Goal A
List every line of the records that contains the string "green", treating uppercase and lowercase as distinct.

Text to read
------------------------------------------------

# Learning Objectives

- [ ] 3.3.6 Understand how NoSQL database management system addresses the shortcomings of relational database management system (SQL). 
- [ ] 3.3.7 Explain the applications of SQL and NoSQL. 
- [ ] 3.3.8 Use a programming language to work with both SQL and NoSQL databases. 

# References

1. Leadbetter, C., Blackford, R., & Piper, T. (2012). Cambridge international AS and A level computing coursebook. Cambridge: Cambridge University Press.
2. https://www.mongodb.com/compare/mongodb-dynamodb


Recall that a **database** is a collection of related data where all records have the same structure or  collection of data stored in an organised or logical manner.

# 15.1 NoSQL databases
Relational databases (commonly referred as SQL databases) work well with structured data since each table's **schema** (the precise description of the data to be stored and the relationships between them) is always clearly defined. However, with the 
increasing number of ways to gather and generate data, we often need to deal with unstructured data. 

For example, a convenience store that frequently refreshes the services it provides may sell both mobile phones as well as groceries. To run the store, information about both mobile phones (e.g., model names and prices) and groceries (e.g prices and descriptions) need to be stored. In the future, the store may also start selling mobile phone subscription plans as well. Storing all this data in the same relational database may not be easy. In this case, non-relational databases, also referred to as NoSQL databases, can offera better choice.

There are four main types of NoSQL databases: 
- key-value databases. In this databasae, data is stored as a collection of key-value pairs in which a key serves as a unique identifier. E.g. Amazon DynamoDB. In this database, your query is limited to the key **only** and values retrieved by the key are not known (opaque).

------------------------------------------------

(Pointing records)

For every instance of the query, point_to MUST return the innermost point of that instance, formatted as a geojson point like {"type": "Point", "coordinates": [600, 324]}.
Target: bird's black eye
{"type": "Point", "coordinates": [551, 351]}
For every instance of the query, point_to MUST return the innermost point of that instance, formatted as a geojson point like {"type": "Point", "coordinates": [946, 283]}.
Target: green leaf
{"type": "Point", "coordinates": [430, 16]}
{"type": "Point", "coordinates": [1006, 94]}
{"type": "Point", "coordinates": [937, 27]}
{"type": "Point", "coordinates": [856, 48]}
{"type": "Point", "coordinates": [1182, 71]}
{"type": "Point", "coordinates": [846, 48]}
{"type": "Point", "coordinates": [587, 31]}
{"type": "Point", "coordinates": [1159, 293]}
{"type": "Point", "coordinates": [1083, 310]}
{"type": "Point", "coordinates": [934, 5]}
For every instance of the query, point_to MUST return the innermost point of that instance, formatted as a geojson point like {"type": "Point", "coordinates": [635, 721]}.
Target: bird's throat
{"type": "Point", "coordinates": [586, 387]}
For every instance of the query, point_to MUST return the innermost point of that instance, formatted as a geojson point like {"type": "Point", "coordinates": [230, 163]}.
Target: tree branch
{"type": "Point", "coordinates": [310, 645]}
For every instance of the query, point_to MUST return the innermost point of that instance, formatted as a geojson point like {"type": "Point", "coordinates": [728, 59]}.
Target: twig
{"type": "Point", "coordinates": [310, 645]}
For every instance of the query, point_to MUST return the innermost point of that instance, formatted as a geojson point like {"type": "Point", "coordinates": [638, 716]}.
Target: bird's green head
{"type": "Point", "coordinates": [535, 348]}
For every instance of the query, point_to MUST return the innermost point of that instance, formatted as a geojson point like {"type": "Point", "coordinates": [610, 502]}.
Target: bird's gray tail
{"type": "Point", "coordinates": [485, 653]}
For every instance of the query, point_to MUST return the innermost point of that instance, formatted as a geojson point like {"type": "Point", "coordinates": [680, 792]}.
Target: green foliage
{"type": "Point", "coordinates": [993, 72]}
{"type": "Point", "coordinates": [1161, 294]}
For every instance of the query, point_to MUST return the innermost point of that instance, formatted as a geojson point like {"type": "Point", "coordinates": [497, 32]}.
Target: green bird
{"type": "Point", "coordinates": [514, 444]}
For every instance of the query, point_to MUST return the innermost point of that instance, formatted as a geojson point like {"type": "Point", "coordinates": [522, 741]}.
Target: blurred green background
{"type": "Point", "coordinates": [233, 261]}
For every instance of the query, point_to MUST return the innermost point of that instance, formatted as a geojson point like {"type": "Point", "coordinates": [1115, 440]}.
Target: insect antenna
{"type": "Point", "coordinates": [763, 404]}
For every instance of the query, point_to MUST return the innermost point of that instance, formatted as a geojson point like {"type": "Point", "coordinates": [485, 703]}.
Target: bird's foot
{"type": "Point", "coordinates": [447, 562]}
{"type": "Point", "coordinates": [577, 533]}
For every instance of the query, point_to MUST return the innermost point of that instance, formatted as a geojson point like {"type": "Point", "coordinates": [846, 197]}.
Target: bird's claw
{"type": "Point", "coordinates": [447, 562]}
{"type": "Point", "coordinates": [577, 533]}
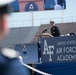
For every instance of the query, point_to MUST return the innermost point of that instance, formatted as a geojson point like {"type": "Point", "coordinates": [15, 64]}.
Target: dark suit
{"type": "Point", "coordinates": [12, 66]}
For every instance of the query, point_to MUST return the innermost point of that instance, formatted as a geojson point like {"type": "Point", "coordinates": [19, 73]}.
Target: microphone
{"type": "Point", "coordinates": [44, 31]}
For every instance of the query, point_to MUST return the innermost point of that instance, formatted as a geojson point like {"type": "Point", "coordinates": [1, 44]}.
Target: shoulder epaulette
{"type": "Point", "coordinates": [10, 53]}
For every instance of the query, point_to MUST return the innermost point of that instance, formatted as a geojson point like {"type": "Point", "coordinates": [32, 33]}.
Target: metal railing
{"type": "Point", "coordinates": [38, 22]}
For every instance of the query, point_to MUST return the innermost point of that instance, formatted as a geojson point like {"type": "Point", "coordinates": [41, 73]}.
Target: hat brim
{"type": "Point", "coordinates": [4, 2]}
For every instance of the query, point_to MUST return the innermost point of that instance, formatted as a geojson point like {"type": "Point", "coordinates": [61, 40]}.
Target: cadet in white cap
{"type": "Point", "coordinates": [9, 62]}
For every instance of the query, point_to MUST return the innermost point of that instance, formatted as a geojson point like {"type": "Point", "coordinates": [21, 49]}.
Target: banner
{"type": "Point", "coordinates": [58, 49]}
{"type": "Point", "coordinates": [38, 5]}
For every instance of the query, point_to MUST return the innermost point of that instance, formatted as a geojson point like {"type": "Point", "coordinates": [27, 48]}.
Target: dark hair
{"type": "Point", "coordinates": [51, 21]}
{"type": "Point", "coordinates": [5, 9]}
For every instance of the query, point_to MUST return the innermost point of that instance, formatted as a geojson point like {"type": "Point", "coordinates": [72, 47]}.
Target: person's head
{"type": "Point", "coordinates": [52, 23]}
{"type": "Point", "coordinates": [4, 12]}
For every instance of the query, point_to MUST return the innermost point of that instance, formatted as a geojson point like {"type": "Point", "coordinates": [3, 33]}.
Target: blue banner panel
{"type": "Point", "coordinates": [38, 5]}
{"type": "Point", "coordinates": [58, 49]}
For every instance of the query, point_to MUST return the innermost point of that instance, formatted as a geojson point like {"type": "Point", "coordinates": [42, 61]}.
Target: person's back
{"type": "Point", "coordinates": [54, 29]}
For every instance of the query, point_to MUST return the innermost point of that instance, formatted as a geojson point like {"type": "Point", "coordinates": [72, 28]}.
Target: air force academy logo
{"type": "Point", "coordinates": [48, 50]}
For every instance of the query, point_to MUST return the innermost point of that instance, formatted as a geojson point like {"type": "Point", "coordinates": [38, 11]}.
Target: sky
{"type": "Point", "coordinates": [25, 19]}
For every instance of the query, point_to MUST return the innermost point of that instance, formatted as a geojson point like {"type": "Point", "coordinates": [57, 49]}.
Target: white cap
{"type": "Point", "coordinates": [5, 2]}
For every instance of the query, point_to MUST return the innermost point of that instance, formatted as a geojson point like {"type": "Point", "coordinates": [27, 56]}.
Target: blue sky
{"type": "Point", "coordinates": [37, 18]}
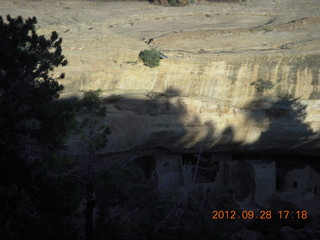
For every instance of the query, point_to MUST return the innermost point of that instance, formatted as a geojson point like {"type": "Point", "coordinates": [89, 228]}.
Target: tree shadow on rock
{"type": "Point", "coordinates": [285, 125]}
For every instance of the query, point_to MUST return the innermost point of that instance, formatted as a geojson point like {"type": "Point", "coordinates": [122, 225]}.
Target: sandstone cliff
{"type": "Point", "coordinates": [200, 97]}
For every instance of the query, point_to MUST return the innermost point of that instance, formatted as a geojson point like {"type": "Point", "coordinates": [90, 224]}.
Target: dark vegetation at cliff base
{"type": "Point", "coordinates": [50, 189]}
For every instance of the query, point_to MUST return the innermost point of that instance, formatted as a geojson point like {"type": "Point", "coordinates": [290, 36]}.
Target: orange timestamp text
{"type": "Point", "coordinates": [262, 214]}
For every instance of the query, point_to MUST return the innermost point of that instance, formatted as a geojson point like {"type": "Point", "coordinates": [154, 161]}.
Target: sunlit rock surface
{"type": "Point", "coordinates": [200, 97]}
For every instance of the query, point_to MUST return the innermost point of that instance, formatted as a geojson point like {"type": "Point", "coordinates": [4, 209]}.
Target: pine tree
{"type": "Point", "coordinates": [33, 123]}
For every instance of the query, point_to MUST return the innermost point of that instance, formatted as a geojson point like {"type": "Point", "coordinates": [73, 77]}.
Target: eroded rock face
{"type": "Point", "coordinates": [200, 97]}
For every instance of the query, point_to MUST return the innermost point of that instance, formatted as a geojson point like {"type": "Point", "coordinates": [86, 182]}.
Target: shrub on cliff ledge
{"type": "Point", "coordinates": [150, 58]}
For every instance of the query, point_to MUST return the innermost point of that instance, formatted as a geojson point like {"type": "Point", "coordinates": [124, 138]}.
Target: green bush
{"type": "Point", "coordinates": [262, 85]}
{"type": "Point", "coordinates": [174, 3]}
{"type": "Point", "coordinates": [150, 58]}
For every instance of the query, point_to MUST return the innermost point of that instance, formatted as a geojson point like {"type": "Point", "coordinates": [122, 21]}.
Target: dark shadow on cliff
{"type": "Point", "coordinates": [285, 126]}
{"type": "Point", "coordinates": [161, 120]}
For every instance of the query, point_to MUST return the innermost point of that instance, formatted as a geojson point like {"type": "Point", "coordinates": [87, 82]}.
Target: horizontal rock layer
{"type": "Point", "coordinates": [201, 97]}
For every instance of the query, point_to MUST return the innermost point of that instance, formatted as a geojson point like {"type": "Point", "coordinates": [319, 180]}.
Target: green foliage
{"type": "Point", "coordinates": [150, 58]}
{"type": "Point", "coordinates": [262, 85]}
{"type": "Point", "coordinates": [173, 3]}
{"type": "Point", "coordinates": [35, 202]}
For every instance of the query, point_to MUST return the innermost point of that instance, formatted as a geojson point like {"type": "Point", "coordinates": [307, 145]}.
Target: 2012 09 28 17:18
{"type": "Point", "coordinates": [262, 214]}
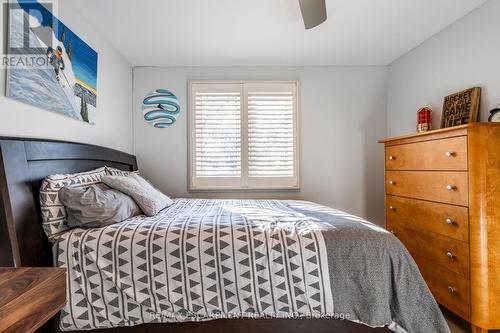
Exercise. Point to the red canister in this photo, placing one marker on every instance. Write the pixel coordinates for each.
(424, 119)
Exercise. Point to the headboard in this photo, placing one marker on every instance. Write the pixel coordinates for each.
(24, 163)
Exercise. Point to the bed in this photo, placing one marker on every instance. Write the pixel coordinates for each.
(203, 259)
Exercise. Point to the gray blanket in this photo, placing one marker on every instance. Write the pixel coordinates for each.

------------------------------------------------

Goal B
For each statement below, state whether it agrees with the text on NoSQL databases, answering yes or no and quoting the deciding words of that text. (i) Relational databases handle structured data well because each table's schema is clearly defined. (ii) The text names four main types of NoSQL databases. (iii) In the example, the convenience store sells only groceries.

Reply A
Target: green leaf
Target: bird's green head
Target: green foliage
Target: green bird
Target: blurred green background
Target: green bush
Target: green foliage

Reply B
(i) Yes: "work well with structured data since each table's"
(ii) Yes: "There are four main types of NoSQL databases"
(iii) No: "may sell both mobile phones as well as groceries"